> Exercise goal
In the listing below, swap every "thickest part" for "widest part" and leave the rest of the text as it is.

> Data in this exercise
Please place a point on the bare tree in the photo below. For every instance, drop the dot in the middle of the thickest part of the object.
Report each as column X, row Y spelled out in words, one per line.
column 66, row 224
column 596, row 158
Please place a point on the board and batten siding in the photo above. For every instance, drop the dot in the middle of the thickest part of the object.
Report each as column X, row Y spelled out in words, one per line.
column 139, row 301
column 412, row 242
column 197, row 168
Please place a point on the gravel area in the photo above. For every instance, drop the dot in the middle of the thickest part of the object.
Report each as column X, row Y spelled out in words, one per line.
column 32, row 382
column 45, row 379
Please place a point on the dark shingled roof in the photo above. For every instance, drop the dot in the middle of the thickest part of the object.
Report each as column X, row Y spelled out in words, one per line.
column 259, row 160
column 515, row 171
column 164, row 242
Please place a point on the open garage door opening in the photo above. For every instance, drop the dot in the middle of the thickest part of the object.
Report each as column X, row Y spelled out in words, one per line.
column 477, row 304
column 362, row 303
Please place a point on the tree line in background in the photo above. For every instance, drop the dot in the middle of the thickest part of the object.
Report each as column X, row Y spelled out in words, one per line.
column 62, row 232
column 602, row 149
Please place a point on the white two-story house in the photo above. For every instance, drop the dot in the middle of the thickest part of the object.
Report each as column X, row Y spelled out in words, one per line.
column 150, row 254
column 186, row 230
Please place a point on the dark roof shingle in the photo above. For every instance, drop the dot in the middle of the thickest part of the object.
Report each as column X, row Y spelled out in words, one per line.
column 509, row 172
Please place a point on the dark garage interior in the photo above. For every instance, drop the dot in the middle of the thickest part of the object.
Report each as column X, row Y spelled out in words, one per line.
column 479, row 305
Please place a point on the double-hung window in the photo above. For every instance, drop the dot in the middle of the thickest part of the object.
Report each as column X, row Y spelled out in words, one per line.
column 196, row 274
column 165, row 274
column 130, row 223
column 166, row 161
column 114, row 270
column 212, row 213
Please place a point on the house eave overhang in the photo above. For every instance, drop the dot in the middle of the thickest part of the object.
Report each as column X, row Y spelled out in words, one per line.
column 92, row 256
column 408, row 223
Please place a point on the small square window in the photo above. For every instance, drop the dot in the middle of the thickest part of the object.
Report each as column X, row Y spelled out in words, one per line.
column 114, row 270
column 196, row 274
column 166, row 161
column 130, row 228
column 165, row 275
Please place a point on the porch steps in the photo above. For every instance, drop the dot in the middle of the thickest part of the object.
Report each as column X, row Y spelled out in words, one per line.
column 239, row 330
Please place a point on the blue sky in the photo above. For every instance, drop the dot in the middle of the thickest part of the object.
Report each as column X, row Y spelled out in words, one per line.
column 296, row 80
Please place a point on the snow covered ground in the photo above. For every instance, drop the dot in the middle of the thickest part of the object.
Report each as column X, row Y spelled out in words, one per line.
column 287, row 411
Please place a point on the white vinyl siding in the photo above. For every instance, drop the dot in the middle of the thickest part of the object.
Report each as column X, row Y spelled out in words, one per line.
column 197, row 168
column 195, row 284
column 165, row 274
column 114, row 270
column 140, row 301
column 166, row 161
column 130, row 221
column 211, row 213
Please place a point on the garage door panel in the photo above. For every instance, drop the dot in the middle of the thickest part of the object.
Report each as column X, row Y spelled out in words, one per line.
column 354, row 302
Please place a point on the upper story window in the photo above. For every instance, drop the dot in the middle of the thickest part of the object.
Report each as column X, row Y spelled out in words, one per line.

> Response
Please place a point on the bare tree in the photo below. For every instance, drop the dot in the middle of the widest part of the object.
Report each as column X, row Y spelled out in words, one per line.
column 66, row 224
column 596, row 158
Please place a point on the board and batten siding in the photo above. For every instance, drop the dot in the middle of the widest part of the object.
Report each as column X, row Y spelled out in words, one per line.
column 139, row 301
column 412, row 242
column 197, row 168
Please place a point on the gravel area in the photo above. For every instance, drop the dot in the middle of the widest part of the object.
Report each as column X, row Y spelled out in words, one per line.
column 32, row 382
column 45, row 379
Please place a point on the dark shingled roof in the photo above. For every instance, drop the dot in the middle of the widest part of the object.
Report each as column X, row Y spelled out in words, one per line.
column 259, row 160
column 515, row 171
column 164, row 242
Please place a point on the open garage door opening in the photo above. For every instance, drop the dot in the middle of the widest part of the object.
Report each as column X, row Y spelled out in words, one per line.
column 477, row 304
column 362, row 303
Please place a point on the tree line in background in the photo above. For every instance, drop the dot in the middle of the widest part of the object.
Report each as column X, row Y spelled out in words, one per line.
column 62, row 232
column 602, row 149
Please place a point on the white two-story house in the photo above. For every instance, drop the dot in the middle of the widest part of the object.
Report each as column X, row Y spelled out in words, one per line.
column 150, row 254
column 186, row 230
Please place a point on the dark roof shingle in the photo above. For every instance, drop the dot in the middle of the widest part of the object.
Report each as column X, row Y spelled out in words, one per line.
column 509, row 172
Please place a point on the dark garage interior in the photo above. For every instance, drop the dot in the middle of the widest part of the object.
Report each as column X, row Y spelled out in words, one per line.
column 479, row 305
Please place a point on the double-hung window in the photo above. For every instance, drop the dot in the middle of the widest part of the object.
Report each as column X, row Y spelled out in words, one per line.
column 196, row 274
column 165, row 274
column 130, row 223
column 166, row 161
column 114, row 270
column 212, row 213
Please place a point on the house eave overhang in the photo above. For every instance, drop the dot in the middle of the widest part of the object.
Report each as column X, row Y spelled out in words, one per line.
column 92, row 256
column 408, row 223
Please place a point on the small square window in the photo above. For every instance, drop the dot in the middle of the widest part of the object.
Report each as column X, row Y spelled out in words, one per line.
column 114, row 270
column 196, row 274
column 166, row 161
column 130, row 228
column 165, row 275
Please place a point on the porch steps in the photo above. For every instance, drop the dot in the middle of the widest part of the object.
Report each as column X, row Y spelled out in words, one per line.
column 239, row 330
Please place a point on the blue sky in the photo above. For every instance, drop the dot in the middle of the widest part of the object.
Report each as column X, row Y spelled out in words, one per line.
column 296, row 80
Please place a point on the snow covered ground in the photo above. For every instance, drop the dot in the middle of the widest part of the object.
Report each as column X, row Y spelled out in words, one per line.
column 287, row 411
Please place a point on the white vinyl siding in the photo above. For every instance, drop the dot in the middle of the widest part of the object.
Report each as column X, row Y spelled out in words, one per line.
column 197, row 168
column 195, row 284
column 165, row 274
column 114, row 270
column 140, row 301
column 166, row 161
column 130, row 221
column 211, row 213
Please place a point on the garage door panel in the photo above. For every instance, drop the dot in the middle of the widest part of the object.
Report each as column X, row Y spelled out in words, one per line.
column 354, row 302
Please place a point on the upper story window in the photo above. For every instance, drop the dot in the middle of the widest part of the object.
Report each as column X, row Y spelled out in words, one per line.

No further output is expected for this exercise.